DIRECTIONS FOR THIS TASK → The lines to be extracted run from the start of the listing through the line containing "Could you point to the dark"; copy them exactly and nothing else.

DATA EXTRACTS →
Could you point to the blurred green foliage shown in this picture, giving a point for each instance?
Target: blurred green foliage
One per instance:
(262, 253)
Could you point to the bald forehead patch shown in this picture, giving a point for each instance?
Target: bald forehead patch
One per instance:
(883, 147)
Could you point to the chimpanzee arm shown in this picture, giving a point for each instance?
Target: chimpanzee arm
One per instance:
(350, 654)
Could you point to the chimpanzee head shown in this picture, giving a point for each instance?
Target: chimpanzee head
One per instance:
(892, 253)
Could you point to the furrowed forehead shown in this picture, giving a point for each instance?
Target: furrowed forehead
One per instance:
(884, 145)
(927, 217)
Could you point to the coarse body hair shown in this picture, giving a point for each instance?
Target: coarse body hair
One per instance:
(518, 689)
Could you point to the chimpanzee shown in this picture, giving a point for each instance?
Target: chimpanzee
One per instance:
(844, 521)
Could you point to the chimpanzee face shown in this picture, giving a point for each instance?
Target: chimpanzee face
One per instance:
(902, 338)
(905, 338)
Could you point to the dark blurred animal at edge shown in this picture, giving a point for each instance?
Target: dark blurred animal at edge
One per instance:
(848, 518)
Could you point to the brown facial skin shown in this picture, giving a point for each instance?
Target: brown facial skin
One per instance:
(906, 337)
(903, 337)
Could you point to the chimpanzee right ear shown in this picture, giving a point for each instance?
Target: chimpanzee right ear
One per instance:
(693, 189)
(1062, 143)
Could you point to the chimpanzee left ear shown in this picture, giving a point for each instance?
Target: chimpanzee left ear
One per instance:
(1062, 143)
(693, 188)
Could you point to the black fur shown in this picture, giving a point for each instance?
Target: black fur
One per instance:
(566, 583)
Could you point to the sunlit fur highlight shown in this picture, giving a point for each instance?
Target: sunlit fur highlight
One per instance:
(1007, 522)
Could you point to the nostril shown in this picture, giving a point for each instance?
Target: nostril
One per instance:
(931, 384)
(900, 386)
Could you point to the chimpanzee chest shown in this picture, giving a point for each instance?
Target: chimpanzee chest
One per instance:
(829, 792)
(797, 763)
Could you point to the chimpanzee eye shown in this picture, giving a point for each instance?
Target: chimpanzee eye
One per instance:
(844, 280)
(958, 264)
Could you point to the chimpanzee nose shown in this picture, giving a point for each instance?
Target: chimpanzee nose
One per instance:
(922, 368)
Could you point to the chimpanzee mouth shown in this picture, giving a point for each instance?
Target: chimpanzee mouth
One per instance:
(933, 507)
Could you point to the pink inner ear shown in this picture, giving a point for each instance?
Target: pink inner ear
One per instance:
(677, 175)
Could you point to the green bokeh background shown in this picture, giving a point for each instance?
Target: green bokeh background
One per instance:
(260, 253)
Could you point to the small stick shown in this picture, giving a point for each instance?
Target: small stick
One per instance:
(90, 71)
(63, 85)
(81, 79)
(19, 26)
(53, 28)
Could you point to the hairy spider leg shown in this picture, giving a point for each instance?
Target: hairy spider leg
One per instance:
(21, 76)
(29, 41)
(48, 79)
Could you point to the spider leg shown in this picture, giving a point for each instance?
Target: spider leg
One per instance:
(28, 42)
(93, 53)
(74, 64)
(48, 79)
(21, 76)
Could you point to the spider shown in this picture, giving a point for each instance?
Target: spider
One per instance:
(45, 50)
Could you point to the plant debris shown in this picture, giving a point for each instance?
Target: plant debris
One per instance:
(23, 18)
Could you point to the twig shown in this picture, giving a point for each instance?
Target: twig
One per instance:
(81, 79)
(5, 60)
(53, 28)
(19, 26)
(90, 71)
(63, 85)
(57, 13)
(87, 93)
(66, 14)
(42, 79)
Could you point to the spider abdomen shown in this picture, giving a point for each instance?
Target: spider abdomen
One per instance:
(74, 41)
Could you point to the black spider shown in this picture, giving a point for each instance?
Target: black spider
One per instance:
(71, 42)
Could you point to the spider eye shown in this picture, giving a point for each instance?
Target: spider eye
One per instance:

ANSWER SECTION →
Could you point to the blurred green foliage shown in this picture, giving a point for each instance?
Target: blurred green foliage
One per instance:
(262, 253)
Could you point to the bald forehead patch shown in this picture, giving a point for each instance?
Target: bald forehead patch
One per instance:
(883, 147)
Could you point to the chimpanzee arm shown in this picture, giving a point for each instance?
Target: chimpanzee arm
One per instance:
(350, 654)
Could you point to the chimpanzee head shown in this picture, giving a point for each instance?
Target: chimpanzee head
One per instance:
(892, 253)
Could you point to the furrowed forehead shown in this picture, giving a point for each instance?
Target: furrowed forehead
One per instance:
(884, 145)
(927, 217)
Could you point to the coarse body hair shown in this picture, giving a point for each instance?
Target: coarse body hair
One per instance:
(518, 689)
Could you point to the chimpanzee shown in this picture, giving a point for each instance?
Target: chimpanzee
One per instance:
(844, 521)
Could you point to the chimpanzee face shown in this picture, giving a point for each instance?
Target: chimpanzee face
One per instance:
(902, 338)
(905, 338)
Could you point to the dark blurred animal at edge shown in this picture, giving a point for each instance?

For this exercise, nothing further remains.